DOCUMENT SECTION:
···
We talked to some of our tire experts at Les Schwab Tire Center Headquarters who spend most of their summer weekends exploring their favorite places across Oregon in their RVs or with their trailers in tow. In fact, we even checked out some of the toolkits they carry in their RVs and trailers to see what they take along. Here’s what we found and what they recommend.
Start With the Spare
Your RV or trailer spare tire is one of the most important items you can carry when you travel. Without it, you may be waiting for roadside assistance or unhooking your rig and driving back into town to fix the trailer tire.
Before you head out, bring your spare RV or Trailer tire into the Les Schwab Tire Center near you. We’ll check it for cracks, separating tread, and other issues that could leave you stranded.
Les Schwab Tip: Be sure your spare is easily accessible. If it’s not mounted to the back of the RV or trailer, put it somewhere that is easy to access.
Visually Inspect Your RV and Trailer Tires at Every Stop
It’s tough to tell if your RV or trailer tire is on the verge of tire failure or a flat. Every time you stop for gas, bathroom breaks, or meals, check all the tires for wear, escaping air, and cracks. If you notice anything unusual, get to the nearest Les Schwab before it becomes a problem.
Les Schwab Tip: If your tire goes flat anywhere near one of our locations, we may be able to come to you during regular business hours. Give us a call.
Check the Tire Pressure
A lot of RV and trailer tire failures happen because of low tire pressure. With a simple gauge, an electric pump, or a trip to Les Schwab, you can help keep your tire pressure at an optimum level. Check out Using a Tire Pressure Gauge for more helpful advice.
Pack Extra Tools
Do you have all the right tools to change ALL of the tires on your RV or trailer? This list should help you get back on the road quickly if you ever need to change a flat tire.
- Leather Gloves to protect your hands. Our tire experts have changed thousands of flat tires and they list heavy gloves as a must-have. Any gloves are better than nothing, but they affirm that leather gloves are more durable when handling heavy, hot metal.
- Bottle Jack is a compact lifting device that comes in a variety of sizes and lifting capacities. Bring a piece of plywood with your bottle jack will help stabilize it and prevent it from sinking into the ground if the shoulder is soggy, the asphalt is hot, or if it’s otherwise unstable. You’ll be glad you have it if you find yourself with a blowout in a muddy patch of road.
- Long Handle Lug Wrench comes in a variety of sizes and is essential for loosening the lug nuts. You’ll also need sockets that fit the lugs on EVERY wheel. Remember to check the spare, too. Those lugs can often be a different size.
- Torque Wrench will help you tighten the lugs properly without damaging the wheel studs.<
- Socket Set and Cordless Impact Wrench and/or Gun to make some of the work easier. You’ll still need the lug wrench to loosen each lug and the torque wrench to tighten them properly.
- Bolt Cutter. Those who’ve been traveling by RV or hauling trailers for a while have changed a flat or two over the years. One thing they’ve learned to always carry is a bolt cutter to remove the steel cords from a tire that has failed and wrapped itself around the axle. Long handles can help reach where you need it.
- Reflectors or Flares don’t need to be expensive or heavy duty to help alert traffic and keep you safe. In addition to turning on your hazard lights, place one reflector close behind your RV or trailer and another 10-15 feet farther away. (Not Shown)
···
TASK SET:
1. Multiply every coordinate in the answers of the object position labeling listing by 1.2, rounding to whole numbers with halves rounded up, and reproduce all of the listing's lines, requests included, with those new values. Omit the pictures.
2. Write what comes next in the text on RV and trailer tire preparation, beginning after its final sentence.
The listing that follows bears no relation to the text on RV and trailer tire preparation.

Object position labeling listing
···
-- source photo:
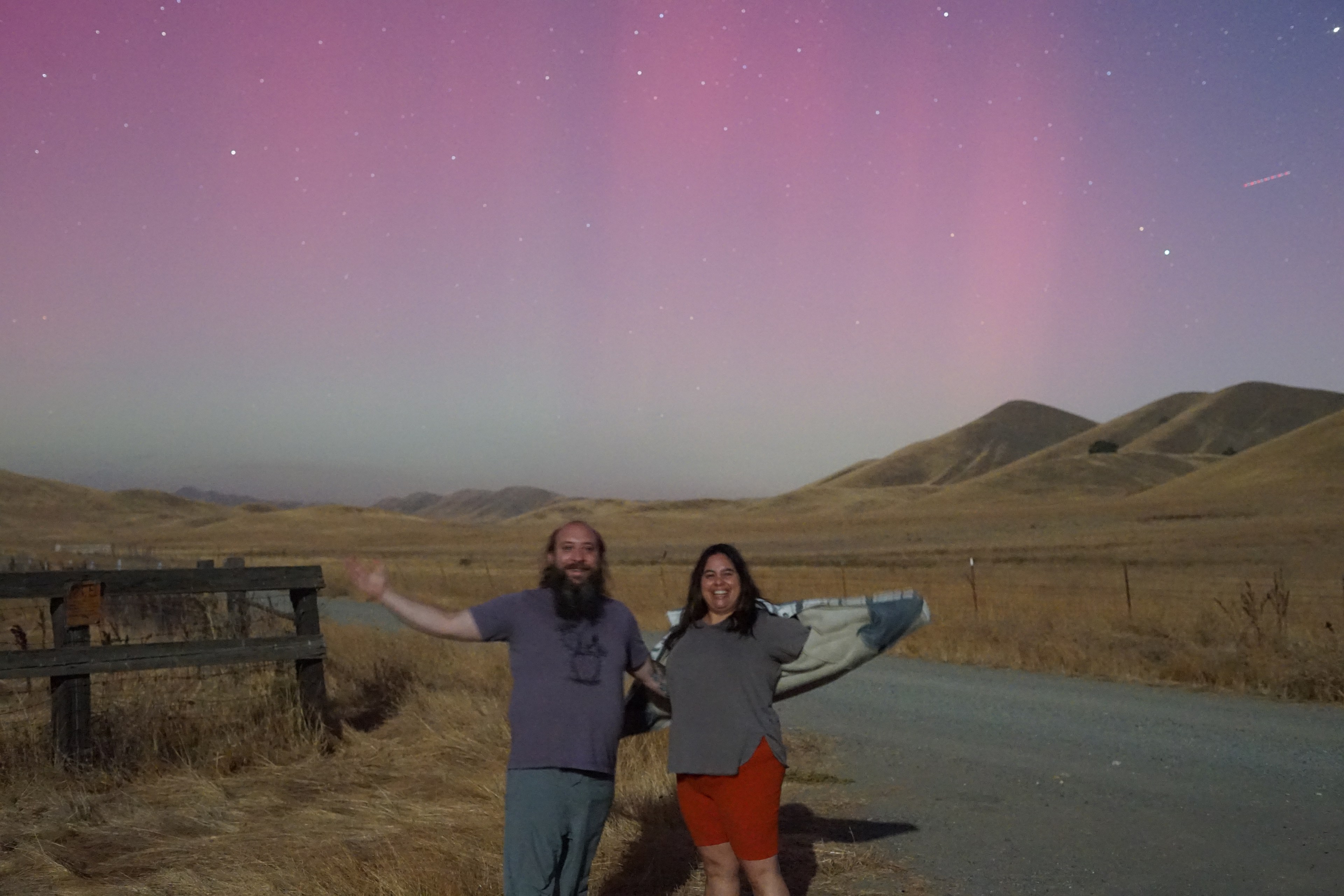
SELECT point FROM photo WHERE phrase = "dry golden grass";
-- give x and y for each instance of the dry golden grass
(210, 785)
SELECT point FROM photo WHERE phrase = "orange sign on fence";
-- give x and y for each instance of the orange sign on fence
(84, 606)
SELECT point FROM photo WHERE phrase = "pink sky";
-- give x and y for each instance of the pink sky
(631, 249)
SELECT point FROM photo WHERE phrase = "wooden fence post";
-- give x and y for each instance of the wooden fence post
(238, 618)
(312, 679)
(72, 711)
(1129, 602)
(975, 596)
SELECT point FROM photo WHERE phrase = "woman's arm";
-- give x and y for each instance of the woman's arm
(441, 624)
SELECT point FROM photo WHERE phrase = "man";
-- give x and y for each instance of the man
(569, 645)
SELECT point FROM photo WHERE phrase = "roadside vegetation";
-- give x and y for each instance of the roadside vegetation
(210, 784)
···
TASK-BY-TASK RESULTS:
1.
-- source photo:
SELECT point FROM photo WHERE phrase = "dry golden grass";
-- give x and y for each instance of the dry golden grass
(252, 942)
SELECT point FROM photo WHERE phrase = "orange sign on fence";
-- give x and y for each instance of the orange sign on fence
(101, 727)
SELECT point FROM photo WHERE phrase = "pink sky";
-- give x and y for each instance of the pink sky
(757, 299)
SELECT point FROM photo WHERE phrase = "wooden fence post";
-- give x and y for each instance of the wooden fence post
(286, 742)
(374, 815)
(86, 853)
(1355, 722)
(1170, 715)
SELECT point FROM photo WHERE phrase = "woman's arm";
-- give x and y for each instance of the woman's arm
(529, 749)
SELECT point FROM photo WHERE phrase = "man";
-- give x and y for each instance of the man
(683, 774)
SELECT point FROM photo WHERE phrase = "roadside vegetation";
-- give x and y for each instance of the roadside vegetation
(252, 941)

2.
- Mat or Towel to protect your knees from the inevitable, unforgiving pavement and rocks. You’ll appreciate the protective layer to keep your clothes a little drier and cleaner when the road is hot and dirty in the summer or cold and icy in the winter. (not shown)
Other Tips for Getting Your RV or Trailer Ready for the Road
Before you head out, we’ve compiled our top 10 tips to get your RV or trailer ready for the road. As you’re planning your road trip, use this handy interactive essential road trip checklist to make sure you and your vehicle are prepared as possible.
Les Schwab Knows RV and Trailer Tires
Incorrect tightening of a replaced tire can cause damage, so swing by a Les Schwab and we’ll check it out for free. Your local Les Schwab carries the right tires, wheels, and accessories for your RV or trailer, plus we’re here to inspect your tires, including your spare, and offer helpful advice for your next outing. Stop by or schedule an appointment today.
Tire Speed Rating and Why It Matters
The tire speed rating is the maximum speed tires can safely carry a load (the original weight of your vehicle plus whatever’s in it) for a sustained amount of time in ideal conditions. The rating is molded on the tire sidewall, signified by a letter or two, usually after the load index number. Together, the load index and speed rating form the service description.
Each letter in the speed rating represents a maximum speed based on a standard chart.
The main things to know:
- Generally, the higher in the alphabet a tire is rated, the better it will manage heat and faster speeds. There’s an exception for the H rating; read on for why.
- Your actual speed capacity may be less than a tire’s rating. The rating indicates a new tire’s performance in tightly controlled lab settings, not the open road. Tire condition, inflation level, extra cargo, road surfaces and weather are everyday limits that play into a tire’s maximum safe speed.
- If you have tires with different speed ratings, the limit of the lowest rated tire is the fastest you can drive and stay within your tires’ capability.
- The most common ratings are S and T (sedans, minivans, light trucks); H (some passenger cars, sports cars, coupes, some light trucks); N, P, Q and R (light trucks); and V, W and Y (high-performance cars). Most winter tires have Q, S or T speed ratings.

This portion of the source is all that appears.